WHAT TO DO:
Retype the line in which "Where can you spot the grassy" appears, then every line after it until the records end. Leave out the pictures.
# Start of SUPPLIED DATA
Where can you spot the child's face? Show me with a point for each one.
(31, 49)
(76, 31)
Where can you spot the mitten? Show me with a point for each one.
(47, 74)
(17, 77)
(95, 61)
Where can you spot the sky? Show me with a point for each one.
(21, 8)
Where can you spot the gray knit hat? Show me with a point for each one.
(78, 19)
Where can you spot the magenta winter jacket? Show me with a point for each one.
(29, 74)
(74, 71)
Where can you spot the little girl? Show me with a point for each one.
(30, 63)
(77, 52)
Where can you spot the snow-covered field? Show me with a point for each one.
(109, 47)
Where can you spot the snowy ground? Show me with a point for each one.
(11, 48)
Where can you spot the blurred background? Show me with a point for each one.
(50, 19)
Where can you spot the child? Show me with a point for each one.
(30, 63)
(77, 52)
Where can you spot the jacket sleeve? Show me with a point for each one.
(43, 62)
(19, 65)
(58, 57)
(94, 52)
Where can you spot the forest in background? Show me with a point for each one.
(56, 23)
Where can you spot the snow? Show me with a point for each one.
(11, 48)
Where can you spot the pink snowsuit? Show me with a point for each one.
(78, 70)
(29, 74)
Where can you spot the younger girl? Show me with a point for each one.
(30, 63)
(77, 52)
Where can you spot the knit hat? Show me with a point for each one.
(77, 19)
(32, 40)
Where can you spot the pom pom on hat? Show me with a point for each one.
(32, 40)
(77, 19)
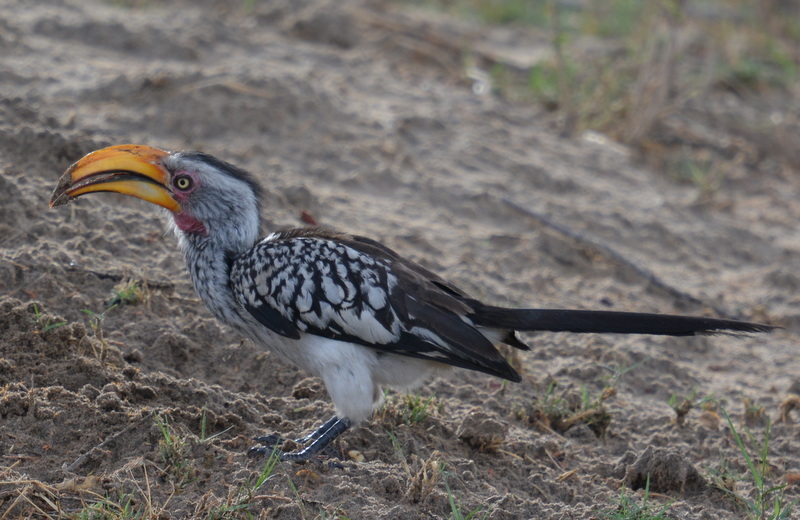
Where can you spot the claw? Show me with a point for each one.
(318, 442)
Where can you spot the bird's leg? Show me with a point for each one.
(322, 438)
(319, 439)
(318, 432)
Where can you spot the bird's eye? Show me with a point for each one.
(183, 183)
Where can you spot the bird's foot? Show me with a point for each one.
(317, 443)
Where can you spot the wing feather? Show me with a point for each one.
(354, 289)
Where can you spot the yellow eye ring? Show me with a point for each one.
(183, 182)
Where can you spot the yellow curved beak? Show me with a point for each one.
(129, 169)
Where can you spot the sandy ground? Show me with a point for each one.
(347, 115)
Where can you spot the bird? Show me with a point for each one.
(342, 307)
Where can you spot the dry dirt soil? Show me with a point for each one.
(359, 115)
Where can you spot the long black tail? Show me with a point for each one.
(565, 320)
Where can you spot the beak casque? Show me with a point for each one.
(129, 169)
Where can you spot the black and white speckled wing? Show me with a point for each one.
(353, 289)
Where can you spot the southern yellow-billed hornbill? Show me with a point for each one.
(343, 307)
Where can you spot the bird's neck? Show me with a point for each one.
(209, 262)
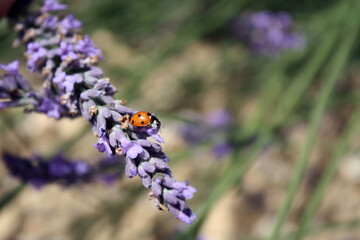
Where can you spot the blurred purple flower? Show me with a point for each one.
(268, 33)
(58, 169)
(75, 86)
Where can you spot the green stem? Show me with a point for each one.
(335, 68)
(236, 170)
(328, 175)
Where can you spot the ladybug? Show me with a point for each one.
(143, 119)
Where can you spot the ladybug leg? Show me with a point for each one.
(155, 120)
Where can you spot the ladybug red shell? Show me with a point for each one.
(143, 119)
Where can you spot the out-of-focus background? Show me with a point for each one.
(259, 104)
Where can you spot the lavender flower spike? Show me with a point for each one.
(74, 86)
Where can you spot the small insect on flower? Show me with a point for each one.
(143, 119)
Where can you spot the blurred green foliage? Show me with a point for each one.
(163, 29)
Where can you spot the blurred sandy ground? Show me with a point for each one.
(123, 211)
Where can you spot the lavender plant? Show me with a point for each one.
(39, 171)
(219, 121)
(75, 86)
(268, 33)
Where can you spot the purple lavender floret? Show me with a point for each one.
(268, 33)
(173, 194)
(74, 86)
(39, 172)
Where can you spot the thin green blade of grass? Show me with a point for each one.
(328, 173)
(236, 171)
(335, 68)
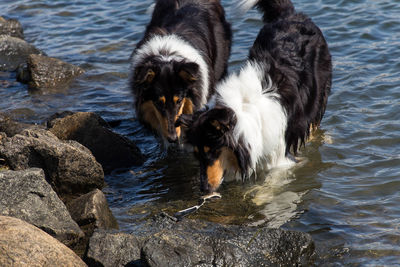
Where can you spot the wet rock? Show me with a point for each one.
(113, 249)
(91, 212)
(92, 209)
(11, 127)
(47, 73)
(22, 244)
(110, 149)
(14, 51)
(26, 195)
(70, 168)
(11, 27)
(163, 241)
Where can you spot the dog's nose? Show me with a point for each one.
(172, 138)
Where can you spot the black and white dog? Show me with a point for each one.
(176, 65)
(262, 114)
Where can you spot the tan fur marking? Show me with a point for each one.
(214, 174)
(178, 129)
(153, 117)
(187, 106)
(229, 159)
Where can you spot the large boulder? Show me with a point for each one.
(11, 27)
(69, 167)
(164, 241)
(47, 73)
(111, 150)
(22, 244)
(91, 212)
(14, 52)
(26, 195)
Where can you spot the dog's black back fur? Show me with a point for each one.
(297, 55)
(201, 23)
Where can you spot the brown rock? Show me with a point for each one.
(11, 27)
(50, 73)
(22, 244)
(110, 149)
(70, 168)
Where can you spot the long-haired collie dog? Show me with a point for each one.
(176, 65)
(262, 114)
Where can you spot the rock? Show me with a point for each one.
(91, 212)
(11, 128)
(26, 195)
(113, 249)
(14, 51)
(69, 167)
(22, 244)
(49, 73)
(163, 241)
(92, 209)
(110, 149)
(11, 27)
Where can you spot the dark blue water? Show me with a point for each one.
(346, 192)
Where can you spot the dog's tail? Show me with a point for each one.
(272, 9)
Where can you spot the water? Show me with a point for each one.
(346, 191)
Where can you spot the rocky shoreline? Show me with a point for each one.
(52, 209)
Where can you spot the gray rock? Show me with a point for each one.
(110, 149)
(92, 209)
(70, 168)
(26, 195)
(14, 51)
(91, 212)
(22, 244)
(11, 128)
(47, 73)
(11, 27)
(163, 241)
(112, 249)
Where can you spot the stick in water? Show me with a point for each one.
(203, 200)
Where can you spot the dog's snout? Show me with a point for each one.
(172, 138)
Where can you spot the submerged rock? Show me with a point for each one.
(22, 244)
(11, 27)
(91, 212)
(69, 167)
(15, 51)
(26, 195)
(164, 241)
(11, 127)
(113, 249)
(111, 150)
(46, 73)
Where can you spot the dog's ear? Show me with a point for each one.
(144, 74)
(188, 72)
(185, 120)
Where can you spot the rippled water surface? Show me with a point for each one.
(345, 192)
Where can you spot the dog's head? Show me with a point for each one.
(211, 135)
(164, 91)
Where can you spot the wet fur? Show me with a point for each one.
(176, 65)
(265, 112)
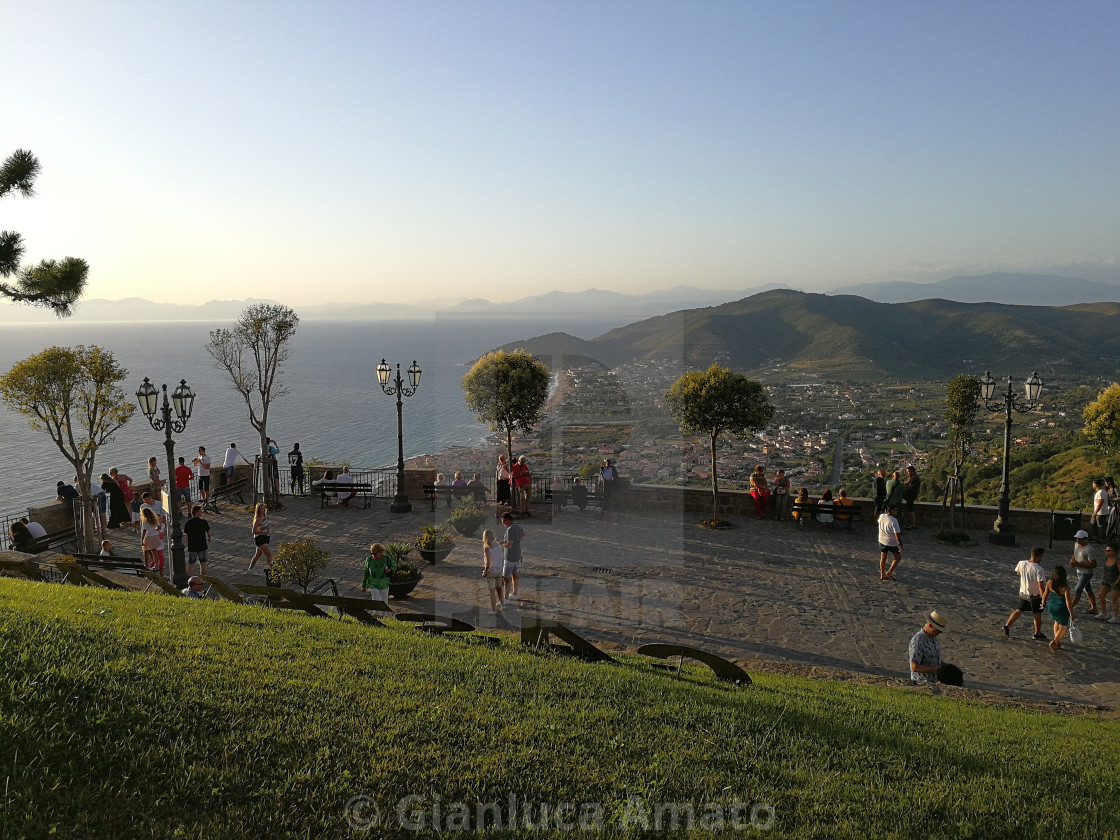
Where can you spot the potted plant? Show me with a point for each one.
(408, 574)
(435, 542)
(467, 516)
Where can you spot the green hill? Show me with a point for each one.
(134, 716)
(851, 337)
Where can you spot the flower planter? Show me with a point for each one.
(401, 589)
(434, 556)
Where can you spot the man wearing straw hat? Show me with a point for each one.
(925, 650)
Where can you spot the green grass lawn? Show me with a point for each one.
(129, 716)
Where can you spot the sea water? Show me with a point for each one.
(334, 407)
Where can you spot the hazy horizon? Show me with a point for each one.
(374, 151)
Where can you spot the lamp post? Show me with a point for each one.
(1001, 533)
(183, 399)
(401, 503)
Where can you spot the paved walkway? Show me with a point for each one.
(763, 590)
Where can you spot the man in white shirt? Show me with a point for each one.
(232, 456)
(1032, 582)
(1101, 507)
(890, 542)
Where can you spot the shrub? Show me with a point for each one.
(299, 562)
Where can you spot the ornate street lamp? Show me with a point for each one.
(401, 503)
(183, 399)
(1001, 533)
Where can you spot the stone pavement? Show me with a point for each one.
(763, 590)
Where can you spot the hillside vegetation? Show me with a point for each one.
(129, 716)
(845, 336)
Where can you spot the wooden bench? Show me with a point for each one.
(722, 669)
(537, 633)
(343, 490)
(61, 538)
(225, 492)
(122, 565)
(563, 496)
(840, 514)
(448, 493)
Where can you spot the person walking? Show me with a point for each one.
(1056, 603)
(1083, 562)
(781, 495)
(197, 532)
(379, 570)
(261, 538)
(911, 492)
(492, 570)
(296, 470)
(511, 562)
(759, 491)
(924, 650)
(890, 542)
(203, 463)
(1111, 585)
(1102, 507)
(1032, 584)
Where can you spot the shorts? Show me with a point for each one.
(1084, 584)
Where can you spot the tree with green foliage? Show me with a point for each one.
(54, 283)
(299, 562)
(717, 401)
(72, 393)
(252, 354)
(1102, 419)
(507, 391)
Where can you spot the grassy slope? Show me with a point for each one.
(139, 716)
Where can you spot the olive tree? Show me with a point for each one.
(252, 355)
(507, 391)
(72, 393)
(961, 408)
(54, 283)
(718, 401)
(1102, 419)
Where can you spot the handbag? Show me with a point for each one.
(1075, 634)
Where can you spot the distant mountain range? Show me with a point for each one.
(1020, 289)
(1025, 289)
(845, 336)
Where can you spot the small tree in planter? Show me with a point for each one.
(408, 574)
(435, 542)
(299, 562)
(467, 516)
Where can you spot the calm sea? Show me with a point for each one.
(334, 409)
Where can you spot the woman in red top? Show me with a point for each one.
(522, 482)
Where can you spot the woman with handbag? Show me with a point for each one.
(1056, 602)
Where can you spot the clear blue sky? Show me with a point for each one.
(364, 151)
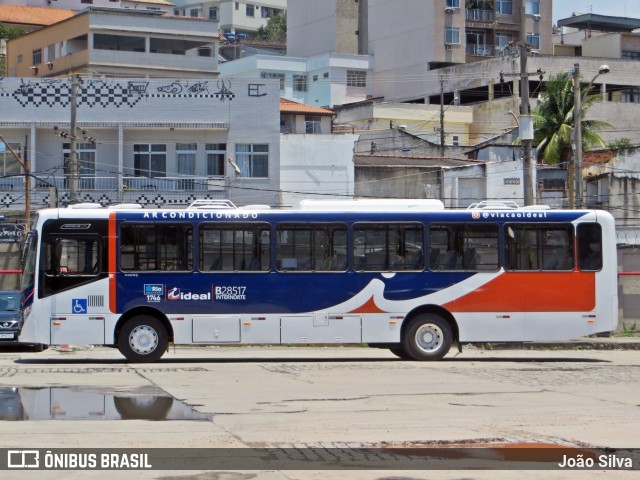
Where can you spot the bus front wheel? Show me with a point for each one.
(427, 337)
(143, 339)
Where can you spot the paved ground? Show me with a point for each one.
(580, 394)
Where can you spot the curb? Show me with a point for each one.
(576, 345)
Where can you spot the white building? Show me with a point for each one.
(233, 17)
(155, 5)
(154, 142)
(324, 80)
# End of SUPPLIED DATA
COMPLETE OUTPUT:
Where can you spot the grassy slope? Show me with a point for each one.
(139, 716)
Where can you spot the olive tree? Show me with a point for each one.
(252, 355)
(507, 391)
(72, 393)
(961, 408)
(54, 283)
(718, 401)
(1102, 419)
Where can you spot the handbag? Show me with a point for each one.
(1075, 634)
Where can you spot the distant mountain range? Show me with a point for each one.
(1020, 289)
(1025, 289)
(845, 336)
Where can you spot the small tree in planter? Show me with a point for each one.
(408, 574)
(435, 542)
(299, 562)
(467, 516)
Where can you spot the calm sea? Show me with a point for each one.
(334, 409)
Where can you spot the woman in red top? Show me with a point for each one.
(522, 482)
Where can you spot the woman with handbag? Show me with a point for each one.
(1056, 602)
Where can you spot the clear blue sky? Show me with a point for each one.
(364, 151)
Where can you spot the bus front wheel? Show me with a point for each one.
(427, 337)
(143, 339)
Where can you spot the paved ground? Show me with a point for each one.
(580, 394)
Where can you spot the curb? Show me with a point for each one.
(576, 345)
Where can you spot the white building? Show me with a point for each one.
(233, 17)
(155, 5)
(154, 142)
(324, 80)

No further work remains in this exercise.